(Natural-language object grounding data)
····················
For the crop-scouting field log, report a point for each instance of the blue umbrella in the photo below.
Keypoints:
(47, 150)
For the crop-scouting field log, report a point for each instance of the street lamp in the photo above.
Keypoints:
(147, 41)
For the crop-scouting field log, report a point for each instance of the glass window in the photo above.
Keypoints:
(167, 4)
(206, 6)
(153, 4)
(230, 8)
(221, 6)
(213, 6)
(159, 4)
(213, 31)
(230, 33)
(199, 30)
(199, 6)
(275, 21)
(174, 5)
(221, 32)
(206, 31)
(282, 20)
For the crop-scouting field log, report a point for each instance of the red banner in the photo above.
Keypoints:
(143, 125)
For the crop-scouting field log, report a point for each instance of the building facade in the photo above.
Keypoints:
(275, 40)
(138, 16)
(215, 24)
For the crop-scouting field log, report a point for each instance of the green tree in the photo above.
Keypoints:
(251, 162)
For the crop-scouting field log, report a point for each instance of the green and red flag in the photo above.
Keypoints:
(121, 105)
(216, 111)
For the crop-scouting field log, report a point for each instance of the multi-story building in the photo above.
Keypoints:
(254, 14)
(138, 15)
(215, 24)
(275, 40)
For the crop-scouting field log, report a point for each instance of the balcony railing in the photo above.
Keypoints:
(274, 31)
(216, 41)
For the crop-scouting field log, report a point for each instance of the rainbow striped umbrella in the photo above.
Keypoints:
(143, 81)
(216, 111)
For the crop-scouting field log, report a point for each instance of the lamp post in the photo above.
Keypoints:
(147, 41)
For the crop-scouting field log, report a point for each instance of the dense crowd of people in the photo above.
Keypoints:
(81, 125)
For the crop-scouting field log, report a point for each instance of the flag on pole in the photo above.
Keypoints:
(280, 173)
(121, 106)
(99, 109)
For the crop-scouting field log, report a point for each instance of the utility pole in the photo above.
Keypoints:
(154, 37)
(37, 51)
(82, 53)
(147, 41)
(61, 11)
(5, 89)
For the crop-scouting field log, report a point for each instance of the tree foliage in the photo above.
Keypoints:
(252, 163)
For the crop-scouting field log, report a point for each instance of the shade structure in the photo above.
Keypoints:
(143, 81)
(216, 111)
····················
• **What the task asks**
Would you please reproduce the entries above word for word?

• **Reply**
For the crop-scouting field log, report a point for each instance of the blue umbrella in the photo below.
Keypoints:
(47, 150)
For the crop-scouting field log, report a point for each instance of the street lamp in the photo above.
Keypoints:
(147, 41)
For the crop-scouting field log, report a point for each instance of the glass window in the photo above.
Keypoints:
(167, 4)
(206, 6)
(153, 4)
(230, 8)
(221, 6)
(213, 6)
(159, 4)
(213, 31)
(230, 33)
(199, 30)
(199, 6)
(275, 21)
(174, 5)
(221, 32)
(206, 31)
(282, 20)
For the crop-scouting field log, report a point for each instance of the red banner in the photo above.
Keypoints:
(143, 125)
For the crop-scouting field log, report a point for each instance of the building facade in the photo above.
Keypoints:
(275, 40)
(138, 16)
(215, 24)
For the crop-scouting field log, report a point for each instance of the green tree in the photo above.
Keypoints:
(251, 162)
For the crop-scouting field log, report a point for each instance of the green and red flag in the photo above.
Keypoints:
(121, 105)
(216, 111)
For the crop-scouting field log, report a point for each instance of the multi-story building in the photo above.
Keypoints:
(254, 14)
(138, 15)
(215, 24)
(275, 40)
For the crop-scouting field log, report a point for each instance of the balcony railing in the photo above.
Keypoints:
(274, 31)
(216, 41)
For the crop-scouting field log, report a point for each instance of the rainbow striped umbrella in the photo above.
Keypoints:
(143, 81)
(216, 111)
For the crop-scouting field log, report a point for each instance of the lamp post in the photo above.
Keypoints:
(147, 41)
For the crop-scouting field log, report a point for each instance of the dense crowd of people in the photo above.
Keypoints:
(81, 125)
For the crop-scouting field log, report a point for each instance of the flag on pole in the photo above.
Keypoints:
(280, 173)
(121, 106)
(99, 109)
For the crop-scouting field log, report a point for each instance of the utility pole in the photo above.
Keypoints:
(154, 37)
(37, 51)
(82, 53)
(147, 41)
(61, 11)
(5, 89)
For the crop-scouting field log, report a point for each instance of the tree foliage in the photo above.
Keypoints:
(252, 163)
For the crop-scouting field log, report a point for each instance of the shade structure in the photo above.
Keypoints:
(143, 81)
(216, 111)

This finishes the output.